From the line that includes "Indicate one point per instance of the black wingtip" to the last line of the data, quote each line precisely; both boundary lines belong in the answer.

[Saved entries]
'''
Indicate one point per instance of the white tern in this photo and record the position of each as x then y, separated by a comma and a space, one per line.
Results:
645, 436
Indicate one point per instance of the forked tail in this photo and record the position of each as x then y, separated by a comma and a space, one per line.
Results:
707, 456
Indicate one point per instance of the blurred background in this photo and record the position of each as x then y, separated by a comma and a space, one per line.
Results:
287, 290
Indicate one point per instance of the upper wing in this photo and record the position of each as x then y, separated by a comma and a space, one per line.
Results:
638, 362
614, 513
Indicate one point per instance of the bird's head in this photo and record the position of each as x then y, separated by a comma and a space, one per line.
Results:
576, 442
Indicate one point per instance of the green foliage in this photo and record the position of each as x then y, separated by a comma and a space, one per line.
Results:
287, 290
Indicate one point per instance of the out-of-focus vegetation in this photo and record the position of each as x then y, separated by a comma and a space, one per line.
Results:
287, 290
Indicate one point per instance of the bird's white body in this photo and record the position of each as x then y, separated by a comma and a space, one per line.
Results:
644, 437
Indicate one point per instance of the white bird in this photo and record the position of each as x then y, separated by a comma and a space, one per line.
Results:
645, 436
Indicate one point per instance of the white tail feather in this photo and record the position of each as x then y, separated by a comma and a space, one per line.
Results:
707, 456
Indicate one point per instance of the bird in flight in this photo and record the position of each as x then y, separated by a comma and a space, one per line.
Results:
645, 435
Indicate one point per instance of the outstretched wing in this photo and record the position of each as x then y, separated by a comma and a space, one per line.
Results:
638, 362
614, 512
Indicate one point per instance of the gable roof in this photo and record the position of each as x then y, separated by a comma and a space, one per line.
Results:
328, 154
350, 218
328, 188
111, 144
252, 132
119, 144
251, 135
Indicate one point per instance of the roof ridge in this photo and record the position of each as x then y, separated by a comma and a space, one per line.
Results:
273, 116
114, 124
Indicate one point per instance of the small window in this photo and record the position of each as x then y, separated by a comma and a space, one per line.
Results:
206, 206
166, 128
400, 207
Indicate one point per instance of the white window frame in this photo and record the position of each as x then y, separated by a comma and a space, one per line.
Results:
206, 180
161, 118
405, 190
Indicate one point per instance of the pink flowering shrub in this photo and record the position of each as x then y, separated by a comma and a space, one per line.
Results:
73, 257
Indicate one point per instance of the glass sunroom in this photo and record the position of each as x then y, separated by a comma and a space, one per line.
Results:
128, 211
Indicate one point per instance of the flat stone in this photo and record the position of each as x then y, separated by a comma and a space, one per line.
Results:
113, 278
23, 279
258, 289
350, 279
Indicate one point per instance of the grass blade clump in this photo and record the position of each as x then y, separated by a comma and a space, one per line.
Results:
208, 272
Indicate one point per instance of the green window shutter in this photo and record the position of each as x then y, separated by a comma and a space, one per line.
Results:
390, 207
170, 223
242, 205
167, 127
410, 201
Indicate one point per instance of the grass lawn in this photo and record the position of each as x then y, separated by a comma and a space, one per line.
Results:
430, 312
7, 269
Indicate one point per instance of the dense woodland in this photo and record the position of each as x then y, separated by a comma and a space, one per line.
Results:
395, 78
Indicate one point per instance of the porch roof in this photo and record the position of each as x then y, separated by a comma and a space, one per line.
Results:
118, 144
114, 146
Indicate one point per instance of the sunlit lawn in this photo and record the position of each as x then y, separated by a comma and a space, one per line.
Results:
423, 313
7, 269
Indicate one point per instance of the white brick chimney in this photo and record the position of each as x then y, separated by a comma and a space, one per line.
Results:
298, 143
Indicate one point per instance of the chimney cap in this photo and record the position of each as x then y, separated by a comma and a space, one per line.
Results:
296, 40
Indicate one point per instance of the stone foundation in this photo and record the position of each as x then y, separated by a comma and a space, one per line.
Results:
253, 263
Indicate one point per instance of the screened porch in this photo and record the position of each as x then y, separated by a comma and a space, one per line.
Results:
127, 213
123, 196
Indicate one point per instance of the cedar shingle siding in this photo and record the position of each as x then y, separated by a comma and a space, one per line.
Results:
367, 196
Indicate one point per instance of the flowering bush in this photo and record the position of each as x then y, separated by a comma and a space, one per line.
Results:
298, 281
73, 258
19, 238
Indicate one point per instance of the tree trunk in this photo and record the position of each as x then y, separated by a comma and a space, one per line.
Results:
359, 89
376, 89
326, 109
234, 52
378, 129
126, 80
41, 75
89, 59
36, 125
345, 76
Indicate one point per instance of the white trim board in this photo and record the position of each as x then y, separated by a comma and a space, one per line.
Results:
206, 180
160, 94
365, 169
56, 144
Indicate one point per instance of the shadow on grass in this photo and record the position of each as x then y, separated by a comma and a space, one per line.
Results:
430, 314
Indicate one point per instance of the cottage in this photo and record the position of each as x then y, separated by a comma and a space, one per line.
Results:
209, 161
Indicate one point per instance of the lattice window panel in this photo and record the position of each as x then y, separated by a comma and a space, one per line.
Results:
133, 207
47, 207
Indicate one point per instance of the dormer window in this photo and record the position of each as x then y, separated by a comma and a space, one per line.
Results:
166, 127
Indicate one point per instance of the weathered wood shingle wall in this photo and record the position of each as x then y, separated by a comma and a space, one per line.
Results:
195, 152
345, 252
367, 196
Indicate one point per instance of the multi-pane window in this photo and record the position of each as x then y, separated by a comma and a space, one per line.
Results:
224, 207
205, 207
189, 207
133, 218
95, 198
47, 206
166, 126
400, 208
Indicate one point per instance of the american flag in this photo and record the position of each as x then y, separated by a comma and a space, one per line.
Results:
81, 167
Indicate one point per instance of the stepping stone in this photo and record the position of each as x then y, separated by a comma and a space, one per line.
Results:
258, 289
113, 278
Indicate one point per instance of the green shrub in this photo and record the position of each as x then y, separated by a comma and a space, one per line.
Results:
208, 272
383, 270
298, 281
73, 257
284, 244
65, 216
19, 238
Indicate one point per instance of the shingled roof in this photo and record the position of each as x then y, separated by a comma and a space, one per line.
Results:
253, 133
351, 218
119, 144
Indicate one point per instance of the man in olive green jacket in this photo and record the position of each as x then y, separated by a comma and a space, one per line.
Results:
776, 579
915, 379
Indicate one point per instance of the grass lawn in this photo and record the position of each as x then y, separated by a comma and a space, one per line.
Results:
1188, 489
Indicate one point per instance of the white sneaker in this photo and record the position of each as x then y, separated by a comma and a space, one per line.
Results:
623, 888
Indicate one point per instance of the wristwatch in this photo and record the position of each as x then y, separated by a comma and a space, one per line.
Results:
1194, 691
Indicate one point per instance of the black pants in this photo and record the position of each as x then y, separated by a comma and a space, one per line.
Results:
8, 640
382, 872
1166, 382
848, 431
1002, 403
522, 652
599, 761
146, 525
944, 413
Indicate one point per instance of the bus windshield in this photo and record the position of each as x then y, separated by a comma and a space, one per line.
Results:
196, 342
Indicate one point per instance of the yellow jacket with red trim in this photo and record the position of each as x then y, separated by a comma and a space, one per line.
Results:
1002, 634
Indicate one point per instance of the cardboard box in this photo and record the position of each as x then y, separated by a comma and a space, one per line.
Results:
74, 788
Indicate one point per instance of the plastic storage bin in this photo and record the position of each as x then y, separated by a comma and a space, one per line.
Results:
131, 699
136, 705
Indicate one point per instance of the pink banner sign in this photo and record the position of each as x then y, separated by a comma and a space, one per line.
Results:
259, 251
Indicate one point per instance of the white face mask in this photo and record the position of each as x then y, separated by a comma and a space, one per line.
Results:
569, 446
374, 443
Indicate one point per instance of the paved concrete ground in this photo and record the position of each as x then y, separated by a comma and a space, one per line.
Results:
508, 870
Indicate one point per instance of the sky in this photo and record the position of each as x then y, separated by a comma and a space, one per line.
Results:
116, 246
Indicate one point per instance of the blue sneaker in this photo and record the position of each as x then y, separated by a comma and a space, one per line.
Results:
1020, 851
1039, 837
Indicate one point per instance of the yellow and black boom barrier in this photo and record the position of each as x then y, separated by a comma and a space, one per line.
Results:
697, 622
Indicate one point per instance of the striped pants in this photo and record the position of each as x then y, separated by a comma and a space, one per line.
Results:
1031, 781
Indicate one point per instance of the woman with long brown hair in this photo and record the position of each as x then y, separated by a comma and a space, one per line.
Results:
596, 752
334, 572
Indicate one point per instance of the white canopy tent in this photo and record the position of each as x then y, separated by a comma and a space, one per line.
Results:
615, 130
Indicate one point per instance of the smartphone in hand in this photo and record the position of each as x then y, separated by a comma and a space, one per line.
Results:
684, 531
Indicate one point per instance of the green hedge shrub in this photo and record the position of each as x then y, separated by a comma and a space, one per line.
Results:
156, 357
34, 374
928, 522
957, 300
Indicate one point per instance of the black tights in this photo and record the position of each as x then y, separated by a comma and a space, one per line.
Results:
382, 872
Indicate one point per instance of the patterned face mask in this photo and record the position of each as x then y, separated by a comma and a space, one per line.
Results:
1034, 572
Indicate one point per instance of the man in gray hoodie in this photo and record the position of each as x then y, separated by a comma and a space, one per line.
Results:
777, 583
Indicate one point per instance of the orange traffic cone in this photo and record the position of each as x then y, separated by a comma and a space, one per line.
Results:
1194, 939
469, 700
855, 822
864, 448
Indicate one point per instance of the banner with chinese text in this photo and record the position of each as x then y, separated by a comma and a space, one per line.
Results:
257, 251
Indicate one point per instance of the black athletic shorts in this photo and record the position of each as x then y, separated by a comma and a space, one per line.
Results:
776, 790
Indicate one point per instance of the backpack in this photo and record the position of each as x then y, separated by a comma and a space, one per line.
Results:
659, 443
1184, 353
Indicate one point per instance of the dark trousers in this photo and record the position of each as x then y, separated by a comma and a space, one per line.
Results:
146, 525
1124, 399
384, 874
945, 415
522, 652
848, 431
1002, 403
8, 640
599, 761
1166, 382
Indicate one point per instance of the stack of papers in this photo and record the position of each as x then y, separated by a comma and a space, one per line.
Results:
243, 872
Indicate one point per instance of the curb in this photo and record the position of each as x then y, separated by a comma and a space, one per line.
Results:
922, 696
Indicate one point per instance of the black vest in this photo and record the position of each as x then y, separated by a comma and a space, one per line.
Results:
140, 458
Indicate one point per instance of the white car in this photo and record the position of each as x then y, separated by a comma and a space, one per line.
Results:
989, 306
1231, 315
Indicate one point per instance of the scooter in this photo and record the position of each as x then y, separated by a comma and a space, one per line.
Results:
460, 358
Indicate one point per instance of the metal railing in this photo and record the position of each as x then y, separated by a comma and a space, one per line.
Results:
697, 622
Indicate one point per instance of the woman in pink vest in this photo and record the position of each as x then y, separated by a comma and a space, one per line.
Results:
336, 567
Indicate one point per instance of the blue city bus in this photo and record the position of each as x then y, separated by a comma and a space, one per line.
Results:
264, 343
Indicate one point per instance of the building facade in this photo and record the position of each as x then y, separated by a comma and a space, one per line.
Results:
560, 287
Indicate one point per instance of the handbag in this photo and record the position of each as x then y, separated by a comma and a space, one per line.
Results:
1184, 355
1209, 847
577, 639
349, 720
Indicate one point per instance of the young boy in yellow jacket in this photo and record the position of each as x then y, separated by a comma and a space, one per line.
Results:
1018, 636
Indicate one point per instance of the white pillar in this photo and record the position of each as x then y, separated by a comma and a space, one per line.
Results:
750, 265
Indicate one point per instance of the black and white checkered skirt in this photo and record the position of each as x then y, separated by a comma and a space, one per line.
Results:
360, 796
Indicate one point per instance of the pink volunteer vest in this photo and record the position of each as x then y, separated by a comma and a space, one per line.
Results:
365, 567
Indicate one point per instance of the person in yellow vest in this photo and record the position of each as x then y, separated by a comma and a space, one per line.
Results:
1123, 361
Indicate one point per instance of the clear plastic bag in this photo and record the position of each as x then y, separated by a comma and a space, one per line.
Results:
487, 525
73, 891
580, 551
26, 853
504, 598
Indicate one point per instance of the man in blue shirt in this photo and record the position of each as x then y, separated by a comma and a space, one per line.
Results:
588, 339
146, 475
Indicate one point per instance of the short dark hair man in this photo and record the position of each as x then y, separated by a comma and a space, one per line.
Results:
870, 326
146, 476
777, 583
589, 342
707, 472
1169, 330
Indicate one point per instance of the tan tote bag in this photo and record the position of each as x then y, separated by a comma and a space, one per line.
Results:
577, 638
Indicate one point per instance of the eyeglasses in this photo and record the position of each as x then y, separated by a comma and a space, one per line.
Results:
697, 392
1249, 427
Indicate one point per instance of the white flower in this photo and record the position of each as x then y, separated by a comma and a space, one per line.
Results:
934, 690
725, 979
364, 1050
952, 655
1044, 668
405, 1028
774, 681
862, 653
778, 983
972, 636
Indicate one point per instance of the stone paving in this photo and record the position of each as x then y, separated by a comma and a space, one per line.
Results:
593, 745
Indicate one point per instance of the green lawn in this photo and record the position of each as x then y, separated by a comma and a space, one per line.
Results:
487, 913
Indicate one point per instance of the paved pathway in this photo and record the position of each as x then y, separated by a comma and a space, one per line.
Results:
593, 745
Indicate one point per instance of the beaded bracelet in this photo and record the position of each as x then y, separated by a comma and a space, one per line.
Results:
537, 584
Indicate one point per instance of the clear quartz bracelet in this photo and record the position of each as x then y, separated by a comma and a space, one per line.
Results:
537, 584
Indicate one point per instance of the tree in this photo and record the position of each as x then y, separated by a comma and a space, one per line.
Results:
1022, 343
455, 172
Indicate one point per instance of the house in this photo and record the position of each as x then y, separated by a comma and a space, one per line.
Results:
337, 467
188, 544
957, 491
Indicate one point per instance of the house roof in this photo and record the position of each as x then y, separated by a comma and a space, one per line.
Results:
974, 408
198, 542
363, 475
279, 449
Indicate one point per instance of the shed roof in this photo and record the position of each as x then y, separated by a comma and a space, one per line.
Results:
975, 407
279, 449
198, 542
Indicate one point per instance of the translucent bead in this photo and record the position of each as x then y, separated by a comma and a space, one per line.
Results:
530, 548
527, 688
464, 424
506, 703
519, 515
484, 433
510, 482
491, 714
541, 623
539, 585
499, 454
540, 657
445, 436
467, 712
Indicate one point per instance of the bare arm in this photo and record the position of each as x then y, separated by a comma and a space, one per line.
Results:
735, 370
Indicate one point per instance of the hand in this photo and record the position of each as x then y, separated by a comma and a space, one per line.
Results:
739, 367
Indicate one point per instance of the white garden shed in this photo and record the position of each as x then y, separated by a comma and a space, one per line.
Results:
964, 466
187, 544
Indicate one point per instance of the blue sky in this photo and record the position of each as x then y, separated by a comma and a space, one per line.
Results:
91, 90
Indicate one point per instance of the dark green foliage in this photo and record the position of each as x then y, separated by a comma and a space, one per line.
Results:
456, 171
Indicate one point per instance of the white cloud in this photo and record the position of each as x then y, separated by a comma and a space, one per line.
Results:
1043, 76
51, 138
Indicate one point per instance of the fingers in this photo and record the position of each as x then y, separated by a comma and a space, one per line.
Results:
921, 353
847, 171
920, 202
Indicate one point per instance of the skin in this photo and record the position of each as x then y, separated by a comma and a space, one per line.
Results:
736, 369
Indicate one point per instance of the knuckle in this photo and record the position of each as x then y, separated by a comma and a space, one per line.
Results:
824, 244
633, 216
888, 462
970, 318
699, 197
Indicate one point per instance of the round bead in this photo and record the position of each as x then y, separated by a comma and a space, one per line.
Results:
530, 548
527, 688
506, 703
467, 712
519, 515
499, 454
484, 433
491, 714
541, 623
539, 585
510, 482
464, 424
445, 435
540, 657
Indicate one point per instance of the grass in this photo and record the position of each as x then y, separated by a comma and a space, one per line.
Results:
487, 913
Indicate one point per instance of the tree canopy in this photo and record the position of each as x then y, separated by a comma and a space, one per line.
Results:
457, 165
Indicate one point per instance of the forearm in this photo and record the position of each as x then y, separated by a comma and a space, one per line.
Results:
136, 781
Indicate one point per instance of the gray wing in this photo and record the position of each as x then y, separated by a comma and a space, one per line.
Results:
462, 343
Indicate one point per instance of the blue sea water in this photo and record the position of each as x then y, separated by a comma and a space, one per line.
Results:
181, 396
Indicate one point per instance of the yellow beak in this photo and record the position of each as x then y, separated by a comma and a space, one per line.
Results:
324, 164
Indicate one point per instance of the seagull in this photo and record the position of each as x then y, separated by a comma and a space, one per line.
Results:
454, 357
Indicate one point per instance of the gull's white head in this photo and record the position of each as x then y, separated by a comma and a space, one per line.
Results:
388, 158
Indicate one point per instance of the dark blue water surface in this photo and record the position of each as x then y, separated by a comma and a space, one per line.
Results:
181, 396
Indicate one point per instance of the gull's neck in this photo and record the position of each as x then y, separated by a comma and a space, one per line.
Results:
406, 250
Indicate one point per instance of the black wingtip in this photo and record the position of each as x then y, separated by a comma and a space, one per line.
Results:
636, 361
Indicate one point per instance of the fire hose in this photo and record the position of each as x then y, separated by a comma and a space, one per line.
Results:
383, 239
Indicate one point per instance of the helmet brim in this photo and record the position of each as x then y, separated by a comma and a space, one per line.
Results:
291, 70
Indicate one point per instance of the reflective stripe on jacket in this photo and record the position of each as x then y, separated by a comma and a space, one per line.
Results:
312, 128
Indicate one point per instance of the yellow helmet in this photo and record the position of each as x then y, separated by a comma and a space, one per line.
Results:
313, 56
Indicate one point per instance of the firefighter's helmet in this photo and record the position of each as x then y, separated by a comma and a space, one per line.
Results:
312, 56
'''
SOLUTION BELOW >>
Indicate one point per instance of the black wingtip in this photo and record the position of each as x then y, separated by a comma and a space, one per line.
Results:
636, 361
Indicate one point per instance of the fire hose in this photo and record the position of each as x then y, separated by a comma and a space, one per line.
Results:
383, 239
Indicate one point per instance of the helmet brim in this photo and record the position of each as x then y, separated by a comma and a space, one per line.
Results:
291, 70
Indicate one point per instance of the reflective stripe on jacket in this photo and record the position of each as x then y, separated by a comma and a space, one per line.
Results:
312, 128
Indicate one point per instance of the yellow helmet in this photo and record the position of each as x then y, separated by a comma and a space, one per line.
Results:
313, 56
Indicate one point per instance of the firefighter's helmet in this photo and record the position of each as x then y, separated by a comma and a space, one per line.
Results:
312, 56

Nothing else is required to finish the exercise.